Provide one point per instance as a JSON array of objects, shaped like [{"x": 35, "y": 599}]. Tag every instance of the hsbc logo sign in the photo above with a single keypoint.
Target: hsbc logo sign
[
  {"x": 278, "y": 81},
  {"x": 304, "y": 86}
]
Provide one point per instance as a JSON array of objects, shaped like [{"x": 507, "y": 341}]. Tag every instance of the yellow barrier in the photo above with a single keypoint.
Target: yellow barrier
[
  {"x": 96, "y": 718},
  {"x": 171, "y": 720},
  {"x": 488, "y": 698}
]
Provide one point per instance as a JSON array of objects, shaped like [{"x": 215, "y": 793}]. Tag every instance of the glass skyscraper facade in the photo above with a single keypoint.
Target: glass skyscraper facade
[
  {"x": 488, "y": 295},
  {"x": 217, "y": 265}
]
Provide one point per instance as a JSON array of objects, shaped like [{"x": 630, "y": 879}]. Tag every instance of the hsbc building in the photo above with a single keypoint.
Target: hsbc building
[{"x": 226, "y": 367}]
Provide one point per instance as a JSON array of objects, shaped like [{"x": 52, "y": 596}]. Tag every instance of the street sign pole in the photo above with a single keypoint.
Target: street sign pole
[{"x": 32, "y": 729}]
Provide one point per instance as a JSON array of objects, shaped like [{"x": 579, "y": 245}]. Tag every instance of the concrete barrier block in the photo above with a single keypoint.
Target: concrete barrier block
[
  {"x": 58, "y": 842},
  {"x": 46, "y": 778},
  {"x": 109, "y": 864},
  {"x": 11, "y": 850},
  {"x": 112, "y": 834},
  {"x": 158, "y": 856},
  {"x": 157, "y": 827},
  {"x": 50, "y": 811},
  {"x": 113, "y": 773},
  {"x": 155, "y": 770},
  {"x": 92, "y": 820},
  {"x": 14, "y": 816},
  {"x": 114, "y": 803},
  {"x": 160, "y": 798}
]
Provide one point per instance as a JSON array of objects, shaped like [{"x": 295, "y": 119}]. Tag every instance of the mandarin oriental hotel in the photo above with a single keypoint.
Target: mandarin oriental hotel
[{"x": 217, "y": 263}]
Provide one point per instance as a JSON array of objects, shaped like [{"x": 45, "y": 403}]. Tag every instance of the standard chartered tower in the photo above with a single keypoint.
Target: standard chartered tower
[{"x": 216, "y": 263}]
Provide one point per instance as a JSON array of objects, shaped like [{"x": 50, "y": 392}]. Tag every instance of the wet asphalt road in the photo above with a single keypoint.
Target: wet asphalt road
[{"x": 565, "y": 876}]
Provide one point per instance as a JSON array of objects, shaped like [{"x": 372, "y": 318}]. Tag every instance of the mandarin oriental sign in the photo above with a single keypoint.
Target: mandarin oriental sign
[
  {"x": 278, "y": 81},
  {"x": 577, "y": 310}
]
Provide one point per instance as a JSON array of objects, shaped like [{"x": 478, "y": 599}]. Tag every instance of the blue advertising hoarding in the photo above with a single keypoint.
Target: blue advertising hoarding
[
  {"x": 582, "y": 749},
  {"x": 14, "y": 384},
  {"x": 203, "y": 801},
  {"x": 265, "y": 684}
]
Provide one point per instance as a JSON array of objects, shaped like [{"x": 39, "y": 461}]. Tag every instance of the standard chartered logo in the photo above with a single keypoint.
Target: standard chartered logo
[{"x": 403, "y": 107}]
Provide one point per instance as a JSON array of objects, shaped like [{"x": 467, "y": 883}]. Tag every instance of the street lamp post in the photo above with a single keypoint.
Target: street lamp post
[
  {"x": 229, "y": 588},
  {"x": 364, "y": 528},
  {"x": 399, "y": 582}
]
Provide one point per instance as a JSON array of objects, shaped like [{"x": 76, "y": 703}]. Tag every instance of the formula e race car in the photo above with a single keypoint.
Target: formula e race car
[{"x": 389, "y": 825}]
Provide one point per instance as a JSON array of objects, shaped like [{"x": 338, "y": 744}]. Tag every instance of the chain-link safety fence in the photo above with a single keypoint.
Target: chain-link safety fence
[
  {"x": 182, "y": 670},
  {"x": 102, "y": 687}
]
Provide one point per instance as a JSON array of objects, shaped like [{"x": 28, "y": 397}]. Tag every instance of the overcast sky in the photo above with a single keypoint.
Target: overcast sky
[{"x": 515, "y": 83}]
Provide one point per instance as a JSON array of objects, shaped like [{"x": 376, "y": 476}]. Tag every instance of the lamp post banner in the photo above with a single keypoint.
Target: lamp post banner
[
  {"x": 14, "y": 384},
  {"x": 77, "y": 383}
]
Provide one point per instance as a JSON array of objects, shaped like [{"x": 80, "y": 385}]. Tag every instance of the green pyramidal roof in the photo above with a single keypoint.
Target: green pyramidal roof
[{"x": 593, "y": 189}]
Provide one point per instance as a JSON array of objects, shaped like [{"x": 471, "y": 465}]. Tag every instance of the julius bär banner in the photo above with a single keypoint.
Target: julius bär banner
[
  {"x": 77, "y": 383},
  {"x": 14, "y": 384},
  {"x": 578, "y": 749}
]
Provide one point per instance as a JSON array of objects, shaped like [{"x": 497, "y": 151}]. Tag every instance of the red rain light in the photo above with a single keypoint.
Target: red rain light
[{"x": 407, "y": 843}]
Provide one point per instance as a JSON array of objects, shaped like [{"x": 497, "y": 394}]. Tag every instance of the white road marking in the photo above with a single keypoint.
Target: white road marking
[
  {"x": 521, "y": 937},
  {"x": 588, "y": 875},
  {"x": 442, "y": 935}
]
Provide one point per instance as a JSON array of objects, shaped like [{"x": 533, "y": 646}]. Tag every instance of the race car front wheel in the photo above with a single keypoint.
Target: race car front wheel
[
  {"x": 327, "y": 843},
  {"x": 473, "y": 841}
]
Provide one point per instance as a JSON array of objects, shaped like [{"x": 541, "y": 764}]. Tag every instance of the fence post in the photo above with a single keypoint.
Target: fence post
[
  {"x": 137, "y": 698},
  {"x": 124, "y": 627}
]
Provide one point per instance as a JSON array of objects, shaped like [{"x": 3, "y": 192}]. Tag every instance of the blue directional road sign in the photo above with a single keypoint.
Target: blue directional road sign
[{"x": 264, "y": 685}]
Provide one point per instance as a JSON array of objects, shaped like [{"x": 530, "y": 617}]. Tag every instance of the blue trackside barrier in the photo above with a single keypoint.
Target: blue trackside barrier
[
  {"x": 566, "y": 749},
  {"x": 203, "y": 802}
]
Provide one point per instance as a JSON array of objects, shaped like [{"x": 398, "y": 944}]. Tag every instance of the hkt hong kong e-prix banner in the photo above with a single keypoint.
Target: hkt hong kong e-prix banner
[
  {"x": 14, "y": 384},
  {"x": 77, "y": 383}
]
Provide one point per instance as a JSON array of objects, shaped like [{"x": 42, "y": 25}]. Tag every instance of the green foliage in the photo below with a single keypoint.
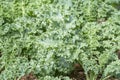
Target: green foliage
[{"x": 47, "y": 36}]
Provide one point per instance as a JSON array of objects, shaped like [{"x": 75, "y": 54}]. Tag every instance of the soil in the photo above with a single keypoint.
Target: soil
[
  {"x": 30, "y": 76},
  {"x": 76, "y": 74}
]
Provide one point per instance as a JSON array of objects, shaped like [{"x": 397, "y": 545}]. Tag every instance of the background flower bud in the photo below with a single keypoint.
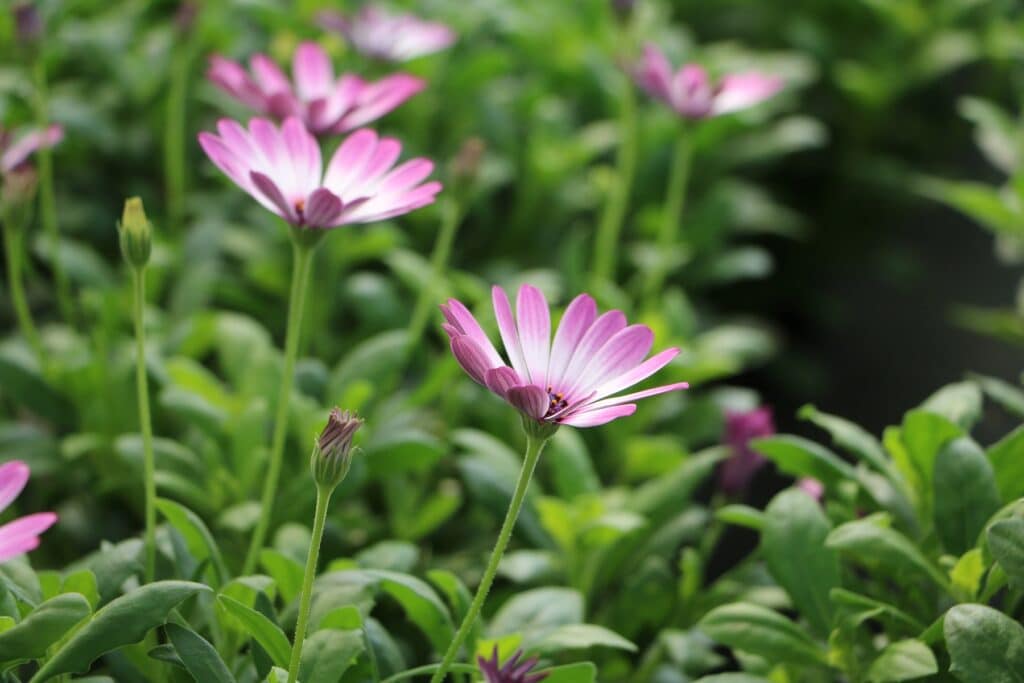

★ ★ ★ ★ ★

Please give the lines again starting at the one containing "the blue directional" and ending at the last line, swapping "single keypoint" for "single marker" and leaving everything else unchanged. Leave the pictures out of your answer.

Provide one point per instance as a JSON array of objects, shaped like [{"x": 3, "y": 192}]. Tag every instance of the blue directional road sign in the photo above with a single marker.
Target: blue directional road sign
[{"x": 264, "y": 685}]
Provide one point per instance as a JSON array of objects, shaped like [{"x": 530, "y": 617}]. Tag every instance of the blue trackside barrier in the photo above with a single marker.
Target: blue trackside barrier
[
  {"x": 566, "y": 749},
  {"x": 203, "y": 802}
]
Provide one point per instance as a JSON array of objects, shaped like [{"x": 398, "y": 944}]. Tag every instance of the hkt hong kong e-prix banner in the photo above with a single marker.
Target: hkt hong kong e-prix banner
[
  {"x": 14, "y": 384},
  {"x": 77, "y": 383}
]
Provide one point per instance as a JSON array of objects, shaped like [{"x": 42, "y": 25}]. Tag every instance of the green foliage in the photo below with a single marker.
Target: green foliage
[{"x": 47, "y": 36}]
Provide one point per instance as a JSON array of objects, shaped like [{"x": 75, "y": 54}]. Tag every instance of the soil in the photo above with a single marker.
Target: soil
[
  {"x": 30, "y": 76},
  {"x": 76, "y": 74}
]
Provide one point per instance as a JSON array of objects, shaped like [{"x": 397, "y": 545}]. Tag every instance of the background flower bud in the photo below with a single marker.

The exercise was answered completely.